Transcribe every line exactly. Leave the pictures behind.

┌─ Records supplied

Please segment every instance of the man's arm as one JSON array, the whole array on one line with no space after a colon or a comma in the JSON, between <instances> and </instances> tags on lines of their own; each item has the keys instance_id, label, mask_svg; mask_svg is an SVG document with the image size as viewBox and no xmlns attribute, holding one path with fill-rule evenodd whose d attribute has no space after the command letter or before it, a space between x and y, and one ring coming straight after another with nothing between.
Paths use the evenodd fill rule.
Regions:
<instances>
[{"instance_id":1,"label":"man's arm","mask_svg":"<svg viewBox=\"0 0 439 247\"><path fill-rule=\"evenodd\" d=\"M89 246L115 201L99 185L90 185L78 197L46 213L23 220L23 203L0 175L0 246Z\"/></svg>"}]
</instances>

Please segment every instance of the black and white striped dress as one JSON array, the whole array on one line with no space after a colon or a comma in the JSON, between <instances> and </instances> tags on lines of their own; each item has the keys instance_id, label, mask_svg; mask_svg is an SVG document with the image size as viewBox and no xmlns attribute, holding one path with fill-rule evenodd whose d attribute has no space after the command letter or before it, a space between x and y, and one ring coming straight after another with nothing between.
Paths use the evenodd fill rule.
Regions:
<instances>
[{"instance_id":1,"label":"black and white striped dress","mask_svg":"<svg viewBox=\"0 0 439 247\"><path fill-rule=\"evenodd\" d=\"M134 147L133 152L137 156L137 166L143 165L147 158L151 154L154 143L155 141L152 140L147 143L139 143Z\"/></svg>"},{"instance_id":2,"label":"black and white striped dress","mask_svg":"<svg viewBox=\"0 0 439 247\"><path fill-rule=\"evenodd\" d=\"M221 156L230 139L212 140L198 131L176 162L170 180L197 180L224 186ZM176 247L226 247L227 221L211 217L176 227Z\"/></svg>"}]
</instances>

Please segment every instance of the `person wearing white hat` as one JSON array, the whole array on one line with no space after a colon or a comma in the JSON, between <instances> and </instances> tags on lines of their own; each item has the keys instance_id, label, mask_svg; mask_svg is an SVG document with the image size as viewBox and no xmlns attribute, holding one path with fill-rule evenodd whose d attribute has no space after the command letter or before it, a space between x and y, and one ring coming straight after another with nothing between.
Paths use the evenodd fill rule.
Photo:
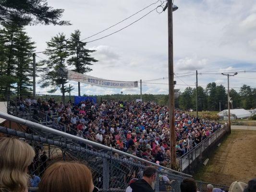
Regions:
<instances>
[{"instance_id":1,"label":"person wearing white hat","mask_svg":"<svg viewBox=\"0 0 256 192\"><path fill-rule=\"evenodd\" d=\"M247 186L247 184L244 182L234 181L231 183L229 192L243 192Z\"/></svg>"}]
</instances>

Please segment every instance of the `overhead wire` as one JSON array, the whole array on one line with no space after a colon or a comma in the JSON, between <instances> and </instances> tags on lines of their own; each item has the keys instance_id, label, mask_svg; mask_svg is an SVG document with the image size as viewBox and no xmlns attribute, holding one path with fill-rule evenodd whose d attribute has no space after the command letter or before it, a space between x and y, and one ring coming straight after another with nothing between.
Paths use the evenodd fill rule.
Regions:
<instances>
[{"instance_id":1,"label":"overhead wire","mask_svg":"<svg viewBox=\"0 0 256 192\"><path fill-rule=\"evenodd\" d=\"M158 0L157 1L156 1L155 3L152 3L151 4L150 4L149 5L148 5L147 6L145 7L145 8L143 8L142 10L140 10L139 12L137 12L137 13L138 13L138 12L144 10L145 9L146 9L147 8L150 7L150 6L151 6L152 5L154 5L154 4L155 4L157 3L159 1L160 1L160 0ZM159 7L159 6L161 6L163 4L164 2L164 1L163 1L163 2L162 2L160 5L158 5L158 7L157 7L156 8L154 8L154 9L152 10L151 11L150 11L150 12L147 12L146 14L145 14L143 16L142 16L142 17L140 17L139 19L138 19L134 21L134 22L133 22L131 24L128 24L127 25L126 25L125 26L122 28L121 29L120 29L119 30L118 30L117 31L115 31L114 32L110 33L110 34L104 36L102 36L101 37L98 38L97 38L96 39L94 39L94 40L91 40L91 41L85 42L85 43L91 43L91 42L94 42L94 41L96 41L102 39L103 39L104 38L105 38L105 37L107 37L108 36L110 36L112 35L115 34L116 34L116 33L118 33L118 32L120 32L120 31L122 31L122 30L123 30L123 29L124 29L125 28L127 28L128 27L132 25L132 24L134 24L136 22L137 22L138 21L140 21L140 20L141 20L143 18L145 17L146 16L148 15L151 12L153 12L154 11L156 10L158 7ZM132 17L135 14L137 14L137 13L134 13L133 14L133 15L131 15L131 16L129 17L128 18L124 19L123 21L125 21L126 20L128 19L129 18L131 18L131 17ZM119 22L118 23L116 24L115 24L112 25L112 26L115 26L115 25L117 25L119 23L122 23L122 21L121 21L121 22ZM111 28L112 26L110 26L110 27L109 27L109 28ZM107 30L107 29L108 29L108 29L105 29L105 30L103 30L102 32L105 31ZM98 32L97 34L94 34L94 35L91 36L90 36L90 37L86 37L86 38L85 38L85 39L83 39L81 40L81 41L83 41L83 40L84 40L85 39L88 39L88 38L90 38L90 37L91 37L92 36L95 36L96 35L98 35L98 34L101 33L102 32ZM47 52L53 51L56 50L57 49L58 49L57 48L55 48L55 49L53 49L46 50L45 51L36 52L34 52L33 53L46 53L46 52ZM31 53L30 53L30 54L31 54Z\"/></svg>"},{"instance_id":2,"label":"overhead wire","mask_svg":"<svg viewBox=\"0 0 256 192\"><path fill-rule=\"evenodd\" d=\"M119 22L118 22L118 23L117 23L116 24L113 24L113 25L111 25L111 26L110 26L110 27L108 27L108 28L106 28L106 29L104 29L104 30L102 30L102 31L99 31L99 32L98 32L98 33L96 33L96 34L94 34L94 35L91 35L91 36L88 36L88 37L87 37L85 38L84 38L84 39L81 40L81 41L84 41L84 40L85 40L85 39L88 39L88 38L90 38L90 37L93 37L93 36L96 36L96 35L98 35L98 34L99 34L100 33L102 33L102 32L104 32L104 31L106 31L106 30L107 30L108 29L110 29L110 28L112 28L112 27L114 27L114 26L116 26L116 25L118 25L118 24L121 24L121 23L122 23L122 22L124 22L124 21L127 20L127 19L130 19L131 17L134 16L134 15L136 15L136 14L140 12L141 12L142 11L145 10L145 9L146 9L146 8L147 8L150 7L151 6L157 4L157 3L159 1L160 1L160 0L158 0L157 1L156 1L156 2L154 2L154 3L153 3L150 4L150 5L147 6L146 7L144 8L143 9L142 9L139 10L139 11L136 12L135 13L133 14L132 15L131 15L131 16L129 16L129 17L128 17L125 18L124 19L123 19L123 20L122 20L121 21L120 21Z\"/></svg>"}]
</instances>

└─

▶ _Solution for this problem_:
Please segment every instance of the man's arm as one JSON array, the whole array on one line with no space after a colon or a comma in the JSON, between <instances> and </instances> tags on lines of their own; each item has the keys instance_id, label, mask_svg; mask_svg is an SVG document with the image size as viewBox and no xmlns attribute, holding one path with fill-rule evenodd whose d attribute has no space after the command letter or before it, a space between x and y, and one ring coming straight after another with nothing between.
Paths use the evenodd fill rule.
Regions:
<instances>
[{"instance_id":1,"label":"man's arm","mask_svg":"<svg viewBox=\"0 0 439 247\"><path fill-rule=\"evenodd\" d=\"M89 246L115 201L99 185L90 185L78 197L46 213L23 220L23 203L0 175L0 246Z\"/></svg>"}]
</instances>

Please segment every instance of the black and white striped dress as one JSON array, the whole array on one line with no space after a colon or a comma in the JSON, between <instances> and </instances> tags on lines of their own; each item has the keys instance_id, label, mask_svg; mask_svg is an SVG document with the image size as viewBox and no xmlns attribute, holding one path with fill-rule evenodd whose d attribute has no space after the command letter or before it, a space between x and y, and one ring coming straight after another with nothing between.
Paths use the evenodd fill rule.
Regions:
<instances>
[{"instance_id":1,"label":"black and white striped dress","mask_svg":"<svg viewBox=\"0 0 439 247\"><path fill-rule=\"evenodd\" d=\"M134 147L133 152L137 156L137 166L143 165L147 158L151 154L154 143L155 141L152 140L147 143L139 143Z\"/></svg>"},{"instance_id":2,"label":"black and white striped dress","mask_svg":"<svg viewBox=\"0 0 439 247\"><path fill-rule=\"evenodd\" d=\"M221 156L230 139L212 140L198 131L176 162L170 180L197 180L224 186ZM176 247L226 247L227 221L211 217L176 227Z\"/></svg>"}]
</instances>

Please segment every instance of the `person wearing white hat` as one JSON array, the whole array on one line with no space after a colon or a comma in the JSON, between <instances> and </instances> tags on lines of their own; each item has the keys instance_id, label, mask_svg; mask_svg is an SVG document with the image size as viewBox and no xmlns attribute, holding one path with fill-rule evenodd whose d attribute has no space after the command letter or before it, a space between x and y, and one ring coming straight after another with nothing between.
Paths use the evenodd fill rule.
Photo:
Regions:
<instances>
[{"instance_id":1,"label":"person wearing white hat","mask_svg":"<svg viewBox=\"0 0 256 192\"><path fill-rule=\"evenodd\" d=\"M247 186L247 184L244 182L234 181L231 183L229 192L243 192Z\"/></svg>"}]
</instances>

Please segment every instance of the `overhead wire` as one JSON array, the whole array on one line with no space after a colon or a comma in the JSON, between <instances> and </instances> tags on lines of their own; each item has the keys instance_id, label, mask_svg; mask_svg is an SVG document with the image size as viewBox and no xmlns attribute, holding one path with fill-rule evenodd whose d attribute has no space after the command letter or before it, a space between x and y, and one ring coming straight after another with nothing between.
Paths use the evenodd fill rule.
Regions:
<instances>
[{"instance_id":1,"label":"overhead wire","mask_svg":"<svg viewBox=\"0 0 256 192\"><path fill-rule=\"evenodd\" d=\"M158 0L157 1L156 1L155 3L152 3L151 4L150 4L149 5L148 5L147 6L145 7L145 8L143 8L142 10L140 10L139 12L137 12L137 13L138 13L138 12L144 10L145 9L146 9L147 8L150 7L150 6L151 6L152 5L154 5L154 4L155 4L157 3L159 1L160 1L160 0ZM159 7L159 6L161 6L163 4L164 2L164 1L163 1L163 2L162 2L160 5L158 5L158 7L157 7L156 8L154 8L154 9L152 10L151 11L150 11L150 12L147 12L146 14L145 14L143 16L142 16L142 17L140 17L139 19L138 19L134 21L134 22L133 22L131 24L128 24L127 25L126 25L125 26L122 28L121 29L120 29L119 30L118 30L117 31L115 31L114 32L110 33L110 34L104 36L102 36L101 37L98 38L97 38L96 39L94 39L94 40L91 40L91 41L85 42L85 43L91 43L91 42L94 42L94 41L96 41L102 39L103 39L104 38L105 38L105 37L107 37L108 36L110 36L112 35L115 34L116 34L116 33L118 33L118 32L120 32L120 31L122 31L122 30L123 30L123 29L124 29L125 28L127 28L128 27L132 25L132 24L134 24L136 22L137 22L138 21L140 21L140 20L141 20L143 18L145 17L146 16L148 15L151 12L153 12L154 11L156 10L158 7ZM132 17L135 14L137 14L137 13L134 13L133 14L133 15L131 15L131 16L129 17L128 18L124 19L123 21L125 21L126 20L128 19L129 18L131 18L131 17ZM119 22L118 23L116 24L115 24L112 25L112 26L115 26L115 25L117 25L119 23L122 23L122 21L121 21L121 22ZM111 28L112 26L110 26L110 27L109 27L109 28ZM107 30L107 29L108 29L108 29L105 29L105 30L103 30L102 32L105 31ZM98 32L97 34L94 34L94 35L91 36L90 36L90 37L86 37L86 38L85 38L85 39L83 39L81 40L81 41L83 41L83 40L84 40L85 39L88 39L88 38L90 38L90 37L91 37L92 36L95 36L96 35L98 35L98 34L101 33L102 32ZM47 52L53 51L56 50L57 49L58 49L57 48L55 48L55 49L53 49L46 50L45 51L36 52L34 52L33 53L46 53L46 52ZM31 53L30 53L30 54L31 54Z\"/></svg>"},{"instance_id":2,"label":"overhead wire","mask_svg":"<svg viewBox=\"0 0 256 192\"><path fill-rule=\"evenodd\" d=\"M119 22L118 22L118 23L117 23L116 24L113 24L113 25L111 25L111 26L110 26L110 27L108 27L108 28L106 28L106 29L104 29L104 30L102 30L102 31L99 31L99 32L98 32L98 33L96 33L96 34L94 34L94 35L91 35L91 36L88 36L88 37L87 37L85 38L84 38L84 39L81 40L81 41L84 41L84 40L85 40L85 39L88 39L88 38L90 38L90 37L93 37L93 36L96 36L96 35L98 35L98 34L99 34L100 33L102 33L102 32L104 32L104 31L106 31L106 30L107 30L108 29L110 29L110 28L112 28L112 27L114 27L114 26L116 26L116 25L118 25L118 24L121 24L121 23L122 23L122 22L124 22L124 21L127 20L127 19L130 19L131 17L134 16L134 15L136 15L136 14L140 12L141 12L142 11L145 10L145 9L146 9L146 8L147 8L150 7L151 6L157 4L157 3L159 1L160 1L160 0L158 0L157 1L156 1L156 2L154 2L154 3L153 3L150 4L150 5L147 6L146 7L144 8L143 9L142 9L139 10L139 11L136 12L135 13L133 14L132 15L131 15L131 16L129 16L129 17L128 17L125 18L124 19L123 19L123 20L122 20L121 21L120 21Z\"/></svg>"}]
</instances>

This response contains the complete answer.